_Text passage_:

----------

[Religion News Service, June 27, 1995]
Baby Katherine has it lucky. She’s dying.
When she was born three months ago, problems suspected during pregnancy were confirmed. Katherine has Trisomy 18, a tripling of the eighteenth chromosome. Down Syndrome, in comparison, triples the twenty‑first. But, unlike Down Syndrome children, few Trisomy 18 babies grow up; those that make it to birth live about two more months. Katherine is racing to double that allotment.
Katherine is lucky. Her parents didn’t believe in abortion. “We’re that extra‑chromosome right wing that [Vice‑President] Gore referred to,” Nick jokes.
Half a continent away from her St. Louis home, Congress is considering legislation concerning other ways to handle babies with fetal abnormalities. At last week’s House Judiciary Subcommittee hearing, a poster showed a living baby delivered feet‑first, up to her neck, with her head still lodged in her mother’s womb. The next frames depicted a procedure that a doctor described this way, in a paper to the National Abortion Federation: with a pair of “blunt curved Metzenbaum scissors…[the surgeon] carefully advances the tip, curved down, along the base of the spine…until he feels it contact the base of the skull…The surgeon then forces the scissors into the base of the skull…he spreads the scissors to enlarge the opening…The surgeon then removes the scissors and introduces a suction catheter into this hole and evacuates the skull contents.”

----------

_Data under study_:

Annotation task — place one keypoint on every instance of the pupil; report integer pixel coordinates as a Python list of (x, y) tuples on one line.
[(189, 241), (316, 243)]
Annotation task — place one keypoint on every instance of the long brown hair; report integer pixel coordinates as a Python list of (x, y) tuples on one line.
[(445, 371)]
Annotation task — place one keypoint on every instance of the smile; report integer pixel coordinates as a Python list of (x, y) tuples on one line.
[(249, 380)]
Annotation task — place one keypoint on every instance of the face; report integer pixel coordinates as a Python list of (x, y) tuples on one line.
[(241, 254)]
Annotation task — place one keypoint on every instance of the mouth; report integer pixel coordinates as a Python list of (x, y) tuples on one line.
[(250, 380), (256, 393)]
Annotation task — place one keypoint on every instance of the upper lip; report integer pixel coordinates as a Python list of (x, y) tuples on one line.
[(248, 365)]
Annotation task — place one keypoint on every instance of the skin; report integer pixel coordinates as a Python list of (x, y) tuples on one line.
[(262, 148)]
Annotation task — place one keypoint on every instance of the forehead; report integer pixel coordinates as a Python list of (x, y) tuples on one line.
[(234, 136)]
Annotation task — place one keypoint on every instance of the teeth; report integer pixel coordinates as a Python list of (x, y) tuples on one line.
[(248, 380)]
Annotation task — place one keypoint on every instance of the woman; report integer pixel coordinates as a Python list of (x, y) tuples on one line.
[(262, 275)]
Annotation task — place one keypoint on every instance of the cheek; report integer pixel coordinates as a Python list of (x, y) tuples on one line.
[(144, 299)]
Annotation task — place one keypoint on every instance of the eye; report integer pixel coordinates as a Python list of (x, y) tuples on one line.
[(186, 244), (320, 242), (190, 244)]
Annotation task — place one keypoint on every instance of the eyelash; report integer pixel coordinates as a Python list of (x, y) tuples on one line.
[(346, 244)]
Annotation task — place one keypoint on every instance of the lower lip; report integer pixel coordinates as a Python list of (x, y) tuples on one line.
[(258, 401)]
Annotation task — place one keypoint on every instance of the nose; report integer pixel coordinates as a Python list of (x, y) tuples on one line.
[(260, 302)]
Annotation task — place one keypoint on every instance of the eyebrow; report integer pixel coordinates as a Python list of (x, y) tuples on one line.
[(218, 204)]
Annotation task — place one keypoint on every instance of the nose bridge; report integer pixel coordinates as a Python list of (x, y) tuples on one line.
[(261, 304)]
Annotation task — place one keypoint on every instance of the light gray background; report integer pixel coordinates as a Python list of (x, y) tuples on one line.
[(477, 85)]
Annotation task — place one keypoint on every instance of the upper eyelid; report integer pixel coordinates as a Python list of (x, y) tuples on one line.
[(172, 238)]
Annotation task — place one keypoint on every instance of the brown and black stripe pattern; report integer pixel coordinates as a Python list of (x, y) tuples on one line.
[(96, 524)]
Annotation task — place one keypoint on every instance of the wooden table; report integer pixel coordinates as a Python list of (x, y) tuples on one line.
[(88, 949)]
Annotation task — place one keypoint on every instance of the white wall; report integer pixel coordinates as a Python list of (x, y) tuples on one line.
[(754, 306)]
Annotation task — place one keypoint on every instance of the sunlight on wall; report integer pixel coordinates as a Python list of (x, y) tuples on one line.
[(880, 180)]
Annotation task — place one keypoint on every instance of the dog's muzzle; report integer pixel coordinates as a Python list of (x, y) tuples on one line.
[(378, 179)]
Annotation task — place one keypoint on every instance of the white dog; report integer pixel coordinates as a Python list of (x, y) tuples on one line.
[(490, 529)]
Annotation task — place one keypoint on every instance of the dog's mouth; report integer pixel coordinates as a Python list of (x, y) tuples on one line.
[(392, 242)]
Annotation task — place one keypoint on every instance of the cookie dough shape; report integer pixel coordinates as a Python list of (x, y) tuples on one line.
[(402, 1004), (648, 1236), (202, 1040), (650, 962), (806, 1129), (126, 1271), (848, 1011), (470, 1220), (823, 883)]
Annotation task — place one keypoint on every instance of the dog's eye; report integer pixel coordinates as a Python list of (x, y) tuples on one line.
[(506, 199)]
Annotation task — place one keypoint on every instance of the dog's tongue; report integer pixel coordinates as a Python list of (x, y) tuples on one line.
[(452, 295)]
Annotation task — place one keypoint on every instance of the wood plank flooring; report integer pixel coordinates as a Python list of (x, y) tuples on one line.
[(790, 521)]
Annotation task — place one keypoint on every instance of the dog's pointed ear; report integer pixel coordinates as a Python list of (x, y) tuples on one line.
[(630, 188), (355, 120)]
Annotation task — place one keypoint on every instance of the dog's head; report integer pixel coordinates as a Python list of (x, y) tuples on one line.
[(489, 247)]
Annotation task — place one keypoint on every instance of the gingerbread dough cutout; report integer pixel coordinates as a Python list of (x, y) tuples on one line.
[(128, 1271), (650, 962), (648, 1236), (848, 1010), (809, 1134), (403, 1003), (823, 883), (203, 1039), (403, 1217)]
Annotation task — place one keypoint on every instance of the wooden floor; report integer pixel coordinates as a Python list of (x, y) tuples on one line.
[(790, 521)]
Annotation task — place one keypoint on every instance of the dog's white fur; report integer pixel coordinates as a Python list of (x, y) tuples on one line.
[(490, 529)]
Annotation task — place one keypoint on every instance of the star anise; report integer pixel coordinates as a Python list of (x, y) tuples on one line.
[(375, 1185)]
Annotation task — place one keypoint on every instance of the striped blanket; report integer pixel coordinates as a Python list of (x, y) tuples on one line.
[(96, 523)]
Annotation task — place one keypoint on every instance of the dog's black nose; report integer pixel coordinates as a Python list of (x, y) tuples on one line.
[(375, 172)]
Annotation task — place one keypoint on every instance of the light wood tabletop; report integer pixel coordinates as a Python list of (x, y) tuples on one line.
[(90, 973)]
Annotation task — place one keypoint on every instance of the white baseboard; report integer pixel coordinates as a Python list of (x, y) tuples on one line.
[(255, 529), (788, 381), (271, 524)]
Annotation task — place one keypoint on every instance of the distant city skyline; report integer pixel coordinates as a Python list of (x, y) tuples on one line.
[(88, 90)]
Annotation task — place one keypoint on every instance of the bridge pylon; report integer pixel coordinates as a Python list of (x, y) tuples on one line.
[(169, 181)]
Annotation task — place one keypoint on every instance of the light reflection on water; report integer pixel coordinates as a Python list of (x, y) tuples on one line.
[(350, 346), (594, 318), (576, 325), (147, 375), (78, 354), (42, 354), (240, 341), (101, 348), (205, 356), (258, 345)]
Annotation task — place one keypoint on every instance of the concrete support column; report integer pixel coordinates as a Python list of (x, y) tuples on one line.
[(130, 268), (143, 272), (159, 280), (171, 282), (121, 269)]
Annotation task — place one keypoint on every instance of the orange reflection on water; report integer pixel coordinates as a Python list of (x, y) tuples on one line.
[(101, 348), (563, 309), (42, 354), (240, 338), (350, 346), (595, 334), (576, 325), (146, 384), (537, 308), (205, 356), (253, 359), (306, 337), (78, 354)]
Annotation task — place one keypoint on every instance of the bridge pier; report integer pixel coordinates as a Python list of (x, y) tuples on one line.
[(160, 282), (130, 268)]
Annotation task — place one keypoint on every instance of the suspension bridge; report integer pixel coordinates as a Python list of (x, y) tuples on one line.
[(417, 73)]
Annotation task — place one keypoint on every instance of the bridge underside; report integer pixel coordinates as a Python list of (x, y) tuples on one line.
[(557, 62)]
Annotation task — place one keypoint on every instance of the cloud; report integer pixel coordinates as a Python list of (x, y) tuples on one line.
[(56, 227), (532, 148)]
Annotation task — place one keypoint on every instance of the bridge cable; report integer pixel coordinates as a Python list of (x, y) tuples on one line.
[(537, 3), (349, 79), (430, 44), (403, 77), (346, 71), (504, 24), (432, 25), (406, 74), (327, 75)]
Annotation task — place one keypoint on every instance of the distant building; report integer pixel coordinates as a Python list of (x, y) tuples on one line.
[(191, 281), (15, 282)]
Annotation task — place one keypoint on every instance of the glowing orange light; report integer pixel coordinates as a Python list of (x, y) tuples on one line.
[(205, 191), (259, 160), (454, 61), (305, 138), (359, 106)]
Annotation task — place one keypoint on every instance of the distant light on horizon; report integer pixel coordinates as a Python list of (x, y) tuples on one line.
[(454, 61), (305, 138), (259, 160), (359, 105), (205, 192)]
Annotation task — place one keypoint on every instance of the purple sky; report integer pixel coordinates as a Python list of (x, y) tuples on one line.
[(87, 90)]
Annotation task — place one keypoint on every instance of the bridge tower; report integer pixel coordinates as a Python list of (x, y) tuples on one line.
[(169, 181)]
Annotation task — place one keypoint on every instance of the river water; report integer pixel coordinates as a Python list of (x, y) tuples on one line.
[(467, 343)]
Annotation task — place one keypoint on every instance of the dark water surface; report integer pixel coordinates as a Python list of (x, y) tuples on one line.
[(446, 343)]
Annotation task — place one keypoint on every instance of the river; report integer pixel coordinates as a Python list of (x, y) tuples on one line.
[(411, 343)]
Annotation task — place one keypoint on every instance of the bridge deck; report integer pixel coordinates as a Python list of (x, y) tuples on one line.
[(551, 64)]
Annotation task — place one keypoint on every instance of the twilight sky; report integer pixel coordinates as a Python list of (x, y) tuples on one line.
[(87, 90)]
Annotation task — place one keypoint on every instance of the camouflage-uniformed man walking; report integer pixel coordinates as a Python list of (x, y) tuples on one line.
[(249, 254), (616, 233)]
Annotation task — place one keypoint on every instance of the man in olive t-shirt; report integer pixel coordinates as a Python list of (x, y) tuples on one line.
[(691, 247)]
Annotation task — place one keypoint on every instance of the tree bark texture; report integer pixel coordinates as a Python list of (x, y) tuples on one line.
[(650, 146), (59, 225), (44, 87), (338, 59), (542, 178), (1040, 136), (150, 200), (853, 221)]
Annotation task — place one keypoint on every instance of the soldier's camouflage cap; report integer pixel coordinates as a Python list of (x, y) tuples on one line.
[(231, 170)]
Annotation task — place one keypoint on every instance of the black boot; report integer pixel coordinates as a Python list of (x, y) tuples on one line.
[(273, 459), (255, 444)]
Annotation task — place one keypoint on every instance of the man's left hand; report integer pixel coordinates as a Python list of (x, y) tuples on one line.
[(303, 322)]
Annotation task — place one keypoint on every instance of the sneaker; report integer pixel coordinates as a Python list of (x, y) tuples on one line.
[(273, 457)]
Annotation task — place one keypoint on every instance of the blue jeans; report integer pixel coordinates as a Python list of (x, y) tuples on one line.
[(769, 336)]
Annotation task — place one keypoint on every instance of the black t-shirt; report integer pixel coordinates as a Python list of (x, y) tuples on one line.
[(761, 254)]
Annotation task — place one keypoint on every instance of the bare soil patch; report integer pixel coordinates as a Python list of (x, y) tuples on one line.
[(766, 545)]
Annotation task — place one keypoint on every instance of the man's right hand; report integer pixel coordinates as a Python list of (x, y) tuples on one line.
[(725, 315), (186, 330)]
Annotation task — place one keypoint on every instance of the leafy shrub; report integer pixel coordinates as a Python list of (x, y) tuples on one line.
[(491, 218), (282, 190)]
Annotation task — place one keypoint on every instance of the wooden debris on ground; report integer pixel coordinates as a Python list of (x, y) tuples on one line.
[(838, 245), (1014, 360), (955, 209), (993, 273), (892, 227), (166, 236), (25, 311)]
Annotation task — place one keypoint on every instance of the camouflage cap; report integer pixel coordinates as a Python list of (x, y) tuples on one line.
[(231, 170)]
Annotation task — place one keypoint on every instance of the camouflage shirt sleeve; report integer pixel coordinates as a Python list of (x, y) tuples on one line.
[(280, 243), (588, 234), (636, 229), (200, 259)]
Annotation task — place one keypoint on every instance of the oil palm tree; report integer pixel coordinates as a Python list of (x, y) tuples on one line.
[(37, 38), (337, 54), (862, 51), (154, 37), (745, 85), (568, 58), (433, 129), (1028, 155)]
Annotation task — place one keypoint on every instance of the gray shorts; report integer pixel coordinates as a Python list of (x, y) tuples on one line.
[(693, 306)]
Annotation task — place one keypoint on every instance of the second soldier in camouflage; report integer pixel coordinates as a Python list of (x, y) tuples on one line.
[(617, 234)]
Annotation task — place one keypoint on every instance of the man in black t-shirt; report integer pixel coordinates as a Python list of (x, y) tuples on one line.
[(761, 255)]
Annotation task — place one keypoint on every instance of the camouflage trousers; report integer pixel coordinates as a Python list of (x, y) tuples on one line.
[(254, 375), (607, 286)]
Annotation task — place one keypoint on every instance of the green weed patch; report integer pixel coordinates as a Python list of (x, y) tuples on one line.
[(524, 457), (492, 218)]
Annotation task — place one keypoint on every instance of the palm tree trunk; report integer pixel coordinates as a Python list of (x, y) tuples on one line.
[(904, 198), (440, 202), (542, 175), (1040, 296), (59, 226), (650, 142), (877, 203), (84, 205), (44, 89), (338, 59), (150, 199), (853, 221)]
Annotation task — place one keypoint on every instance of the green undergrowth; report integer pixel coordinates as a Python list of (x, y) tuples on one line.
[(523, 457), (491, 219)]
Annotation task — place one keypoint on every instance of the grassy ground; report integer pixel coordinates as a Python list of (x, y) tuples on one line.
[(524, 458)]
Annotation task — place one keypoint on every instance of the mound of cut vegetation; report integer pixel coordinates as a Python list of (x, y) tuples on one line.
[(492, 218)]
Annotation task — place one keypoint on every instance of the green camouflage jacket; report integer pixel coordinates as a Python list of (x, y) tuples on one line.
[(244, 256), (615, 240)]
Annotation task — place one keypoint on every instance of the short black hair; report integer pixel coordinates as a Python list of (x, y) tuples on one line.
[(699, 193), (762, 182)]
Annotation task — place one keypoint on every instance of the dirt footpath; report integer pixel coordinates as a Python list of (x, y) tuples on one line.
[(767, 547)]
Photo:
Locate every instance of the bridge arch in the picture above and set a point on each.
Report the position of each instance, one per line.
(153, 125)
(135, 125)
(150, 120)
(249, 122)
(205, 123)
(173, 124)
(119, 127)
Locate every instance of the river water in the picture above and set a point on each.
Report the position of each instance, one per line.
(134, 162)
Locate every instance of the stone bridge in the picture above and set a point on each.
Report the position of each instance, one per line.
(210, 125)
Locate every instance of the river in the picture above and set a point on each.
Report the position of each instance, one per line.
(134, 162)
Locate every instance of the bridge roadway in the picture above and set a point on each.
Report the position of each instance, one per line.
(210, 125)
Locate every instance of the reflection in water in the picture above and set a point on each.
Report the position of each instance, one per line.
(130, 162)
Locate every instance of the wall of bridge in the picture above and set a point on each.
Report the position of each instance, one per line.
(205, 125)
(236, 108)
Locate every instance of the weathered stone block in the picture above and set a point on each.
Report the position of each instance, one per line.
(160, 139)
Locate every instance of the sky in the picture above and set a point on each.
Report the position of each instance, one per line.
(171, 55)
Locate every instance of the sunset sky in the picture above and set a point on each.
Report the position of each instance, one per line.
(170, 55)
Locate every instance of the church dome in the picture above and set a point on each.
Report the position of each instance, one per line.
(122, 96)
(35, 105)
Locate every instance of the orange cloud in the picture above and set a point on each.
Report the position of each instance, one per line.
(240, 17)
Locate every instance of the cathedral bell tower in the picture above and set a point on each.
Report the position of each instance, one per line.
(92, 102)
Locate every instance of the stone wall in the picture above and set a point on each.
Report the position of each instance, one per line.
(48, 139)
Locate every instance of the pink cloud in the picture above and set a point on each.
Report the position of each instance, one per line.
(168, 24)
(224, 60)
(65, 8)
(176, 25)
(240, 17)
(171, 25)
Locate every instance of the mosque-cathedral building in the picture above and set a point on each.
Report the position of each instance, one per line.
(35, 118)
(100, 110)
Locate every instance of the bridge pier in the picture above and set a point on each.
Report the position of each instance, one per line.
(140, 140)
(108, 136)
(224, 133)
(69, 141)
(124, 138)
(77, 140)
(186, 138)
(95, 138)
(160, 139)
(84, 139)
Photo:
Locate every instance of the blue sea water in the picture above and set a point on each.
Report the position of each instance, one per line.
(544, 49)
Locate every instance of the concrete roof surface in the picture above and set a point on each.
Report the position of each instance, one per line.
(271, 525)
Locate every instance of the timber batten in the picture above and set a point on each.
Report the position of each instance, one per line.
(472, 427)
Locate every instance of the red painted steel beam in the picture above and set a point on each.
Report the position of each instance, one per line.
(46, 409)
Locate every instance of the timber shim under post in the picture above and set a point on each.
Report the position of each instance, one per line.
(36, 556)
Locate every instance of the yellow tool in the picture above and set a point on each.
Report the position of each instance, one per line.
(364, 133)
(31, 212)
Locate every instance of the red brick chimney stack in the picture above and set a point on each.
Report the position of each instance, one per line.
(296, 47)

----------

_What you will do_: In the article, swap "babies" for "infants" and write out the passage between "When she was" and "double that allotment.", inclusive. The items were taken from a separate source.

_Result for this task_:
When she was born three months ago, problems suspected during pregnancy were confirmed. Katherine has Trisomy 18, a tripling of the eighteenth chromosome. Down Syndrome, in comparison, triples the twenty‑first. But, unlike Down Syndrome children, few Trisomy 18 infants grow up; those that make it to birth live about two more months. Katherine is racing to double that allotment.